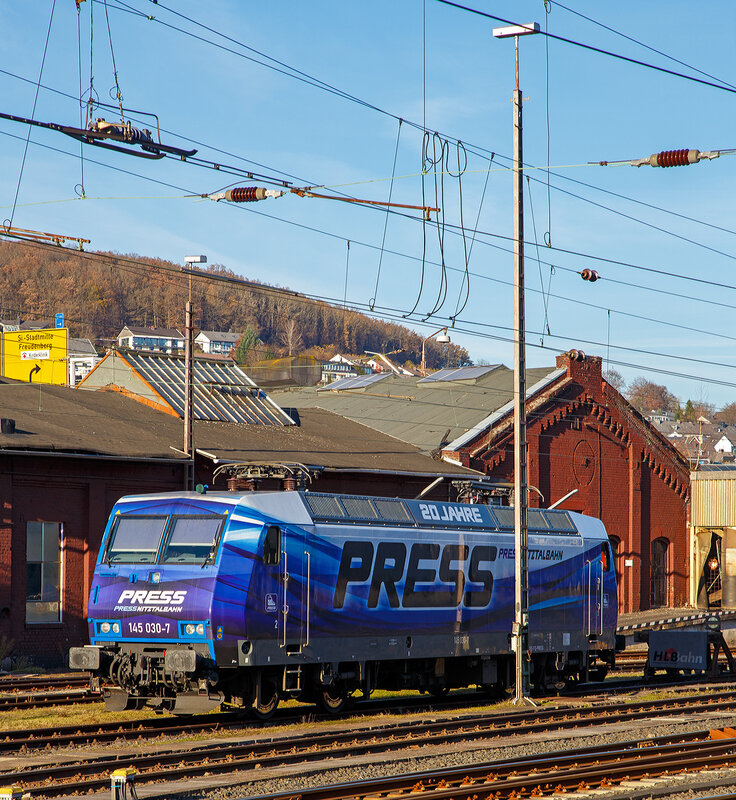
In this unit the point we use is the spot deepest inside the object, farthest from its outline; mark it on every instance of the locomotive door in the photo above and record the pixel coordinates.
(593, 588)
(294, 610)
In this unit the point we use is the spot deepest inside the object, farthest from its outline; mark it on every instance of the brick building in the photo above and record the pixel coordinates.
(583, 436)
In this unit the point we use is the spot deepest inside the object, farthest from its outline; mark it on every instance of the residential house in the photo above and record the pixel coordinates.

────────────────

● **Prompt**
Repeat, exactly, every line from the one containing "of the brick" through the final line of the listing above, adding nothing.

● **Exercise response**
In this unit the point we use is the spot deepest inside the object, farthest from its outline; mark it on every instance of the brick building in the photo above and record the pixel coordinates.
(583, 436)
In this unit the point we use is the spot deepest inside the object, farthest from its outline; mark it on every instance of the residential house in the photo above and record the pixel coordinates.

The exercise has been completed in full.